Work to be completed =>
Report each line of the data that has "decal" somewhere in it.

Record extracts =>
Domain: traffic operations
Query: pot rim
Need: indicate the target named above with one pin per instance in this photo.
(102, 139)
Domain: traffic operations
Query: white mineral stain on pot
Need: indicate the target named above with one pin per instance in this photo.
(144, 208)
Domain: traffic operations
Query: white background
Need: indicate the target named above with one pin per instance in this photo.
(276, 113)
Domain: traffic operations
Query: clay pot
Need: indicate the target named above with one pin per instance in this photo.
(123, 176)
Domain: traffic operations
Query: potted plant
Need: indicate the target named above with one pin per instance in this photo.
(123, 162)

* * *

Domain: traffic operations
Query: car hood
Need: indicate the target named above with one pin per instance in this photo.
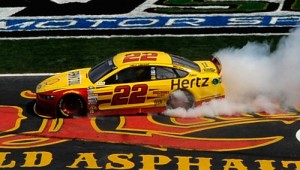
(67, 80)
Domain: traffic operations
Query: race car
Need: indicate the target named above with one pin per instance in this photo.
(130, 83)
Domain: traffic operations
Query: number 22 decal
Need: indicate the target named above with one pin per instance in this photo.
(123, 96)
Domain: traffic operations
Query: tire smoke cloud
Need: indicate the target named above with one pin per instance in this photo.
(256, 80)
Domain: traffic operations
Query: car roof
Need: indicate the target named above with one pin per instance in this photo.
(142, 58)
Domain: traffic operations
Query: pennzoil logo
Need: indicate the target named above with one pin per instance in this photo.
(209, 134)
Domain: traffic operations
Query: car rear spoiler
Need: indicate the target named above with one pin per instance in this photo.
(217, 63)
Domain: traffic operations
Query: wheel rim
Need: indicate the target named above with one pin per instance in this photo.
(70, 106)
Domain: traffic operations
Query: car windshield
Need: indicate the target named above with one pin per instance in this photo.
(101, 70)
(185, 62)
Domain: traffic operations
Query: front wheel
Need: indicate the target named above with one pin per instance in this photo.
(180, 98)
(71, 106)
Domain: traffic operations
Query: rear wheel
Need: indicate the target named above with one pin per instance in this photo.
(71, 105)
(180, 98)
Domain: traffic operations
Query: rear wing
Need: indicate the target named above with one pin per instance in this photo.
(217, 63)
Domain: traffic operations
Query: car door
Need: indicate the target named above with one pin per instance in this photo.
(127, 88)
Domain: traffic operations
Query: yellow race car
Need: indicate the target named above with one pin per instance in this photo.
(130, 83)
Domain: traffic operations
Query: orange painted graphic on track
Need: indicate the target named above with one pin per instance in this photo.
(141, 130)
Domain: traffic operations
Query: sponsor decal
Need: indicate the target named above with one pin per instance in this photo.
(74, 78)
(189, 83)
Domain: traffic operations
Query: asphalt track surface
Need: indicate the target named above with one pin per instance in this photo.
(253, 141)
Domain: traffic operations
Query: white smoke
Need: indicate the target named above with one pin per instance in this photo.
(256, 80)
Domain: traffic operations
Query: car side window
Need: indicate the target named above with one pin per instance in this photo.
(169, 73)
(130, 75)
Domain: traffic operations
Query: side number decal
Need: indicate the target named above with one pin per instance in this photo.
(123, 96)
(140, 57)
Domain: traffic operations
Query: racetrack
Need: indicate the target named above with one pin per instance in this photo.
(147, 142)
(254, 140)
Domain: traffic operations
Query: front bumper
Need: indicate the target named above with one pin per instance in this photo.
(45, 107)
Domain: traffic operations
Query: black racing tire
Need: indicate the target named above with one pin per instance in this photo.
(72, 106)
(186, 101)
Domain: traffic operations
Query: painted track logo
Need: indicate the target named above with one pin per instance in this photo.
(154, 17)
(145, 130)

==

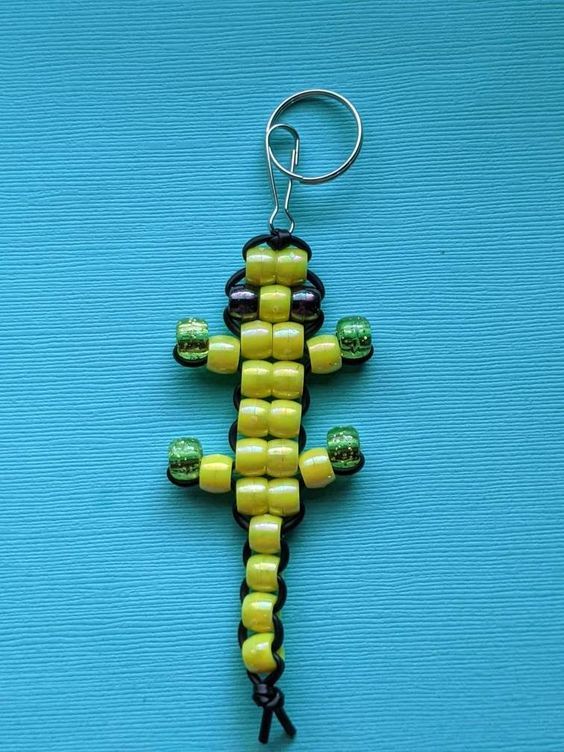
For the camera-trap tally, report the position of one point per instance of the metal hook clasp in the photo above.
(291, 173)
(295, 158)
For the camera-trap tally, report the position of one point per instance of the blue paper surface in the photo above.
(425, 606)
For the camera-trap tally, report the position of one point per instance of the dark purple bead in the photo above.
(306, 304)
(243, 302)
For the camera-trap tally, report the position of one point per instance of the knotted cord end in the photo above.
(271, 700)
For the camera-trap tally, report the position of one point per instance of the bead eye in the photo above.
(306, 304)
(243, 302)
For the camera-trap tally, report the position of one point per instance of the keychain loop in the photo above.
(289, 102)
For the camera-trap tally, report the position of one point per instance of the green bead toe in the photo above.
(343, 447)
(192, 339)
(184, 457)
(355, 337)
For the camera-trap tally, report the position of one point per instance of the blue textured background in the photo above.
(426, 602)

Finished exercise =>
Query: number 22 decal
Query: sponsor decal
Query: side number decal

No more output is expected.